- **TEXT SEGMENT**
------------------------------------------------------------------------
When my husband and I first started researching the idea of retiring to a life of travel we kept hearing the term “Full-Timer”. It took us a while but we finally figured out they were referring to people who lived in their RVs (Recreational Vehicle) all the time. As it turns out, there’s more to the definition than that. 

  • Full-Timers don’t own a stationary dwelling they leave behind or come back to. They don’t arrange for someone to mow the lawn while they are gone. They also don’t worry about the pipes freezing or other calamities while traveling. There is no structure to worry about.
  • Full-Timers are not homeless. Their home is wherever they park it. It’s a house with wheels attached. There is an old saying “Home Is Where The Heart Is” which fits this situation.
  • Full-Timers don’t have permanent neighbors, unless they always travel with the same group. When we camped in tents we always met the neatest people from around the world. Well, it still holds true for camping in an RV. I’ve spent my career in a “people industry” and I consider myself a people expert. So take it from this expert that our RV neighbors have been some of the finest people on the planet. Friendly, interesting, caring, culturally diverse, helpful if you need it, and generally people with their eyes wide open, having the time of their lives.
------------------------------------------------------------------------
- **PROVIDED DATA**

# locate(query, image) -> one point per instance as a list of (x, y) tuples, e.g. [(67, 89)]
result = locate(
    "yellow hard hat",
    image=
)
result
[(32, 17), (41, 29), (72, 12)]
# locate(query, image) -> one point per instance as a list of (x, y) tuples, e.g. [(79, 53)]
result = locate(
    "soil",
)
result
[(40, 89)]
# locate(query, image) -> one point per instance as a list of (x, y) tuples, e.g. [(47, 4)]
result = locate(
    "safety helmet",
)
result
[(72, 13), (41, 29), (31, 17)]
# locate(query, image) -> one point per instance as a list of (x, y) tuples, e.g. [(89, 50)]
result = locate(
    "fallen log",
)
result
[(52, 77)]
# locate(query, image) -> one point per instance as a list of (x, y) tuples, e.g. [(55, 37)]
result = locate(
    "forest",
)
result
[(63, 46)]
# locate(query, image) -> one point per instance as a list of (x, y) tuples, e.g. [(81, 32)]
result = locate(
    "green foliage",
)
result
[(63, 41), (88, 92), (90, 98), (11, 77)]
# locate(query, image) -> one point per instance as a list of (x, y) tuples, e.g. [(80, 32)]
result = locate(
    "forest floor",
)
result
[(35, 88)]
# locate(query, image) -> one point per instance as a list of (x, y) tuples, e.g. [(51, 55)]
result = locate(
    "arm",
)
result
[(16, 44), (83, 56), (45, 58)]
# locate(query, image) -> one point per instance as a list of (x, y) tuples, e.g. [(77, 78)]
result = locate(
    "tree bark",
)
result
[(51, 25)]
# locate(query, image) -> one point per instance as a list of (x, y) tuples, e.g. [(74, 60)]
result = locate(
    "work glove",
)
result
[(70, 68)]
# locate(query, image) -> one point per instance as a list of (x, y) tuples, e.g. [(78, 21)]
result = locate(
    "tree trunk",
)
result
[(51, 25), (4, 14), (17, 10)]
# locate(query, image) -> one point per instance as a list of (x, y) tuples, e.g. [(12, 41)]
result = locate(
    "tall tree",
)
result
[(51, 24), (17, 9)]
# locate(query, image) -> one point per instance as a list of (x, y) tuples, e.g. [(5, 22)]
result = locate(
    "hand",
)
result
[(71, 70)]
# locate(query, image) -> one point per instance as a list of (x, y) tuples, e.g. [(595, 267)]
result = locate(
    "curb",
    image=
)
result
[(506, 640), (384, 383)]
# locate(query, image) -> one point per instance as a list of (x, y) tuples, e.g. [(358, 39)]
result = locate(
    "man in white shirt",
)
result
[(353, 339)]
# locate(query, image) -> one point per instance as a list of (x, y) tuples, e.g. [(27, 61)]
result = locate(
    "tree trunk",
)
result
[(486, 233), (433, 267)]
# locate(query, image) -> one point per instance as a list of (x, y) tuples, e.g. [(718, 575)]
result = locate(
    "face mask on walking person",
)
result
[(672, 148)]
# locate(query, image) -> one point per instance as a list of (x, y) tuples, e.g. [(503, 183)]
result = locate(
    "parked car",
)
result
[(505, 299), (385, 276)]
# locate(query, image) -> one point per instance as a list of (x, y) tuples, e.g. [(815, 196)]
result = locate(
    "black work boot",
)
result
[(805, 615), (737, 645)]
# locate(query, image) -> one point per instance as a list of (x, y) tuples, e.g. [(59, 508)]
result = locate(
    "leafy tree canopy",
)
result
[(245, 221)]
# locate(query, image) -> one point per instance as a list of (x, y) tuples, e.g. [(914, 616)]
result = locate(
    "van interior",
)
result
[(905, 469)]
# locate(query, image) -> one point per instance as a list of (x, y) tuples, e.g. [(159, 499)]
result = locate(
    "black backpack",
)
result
------------------------------------------------------------------------
- **WHAT TO DO**
What old saying does the text about RV full-timers quote?

- **REPLY**
"Home Is Where The Heart Is"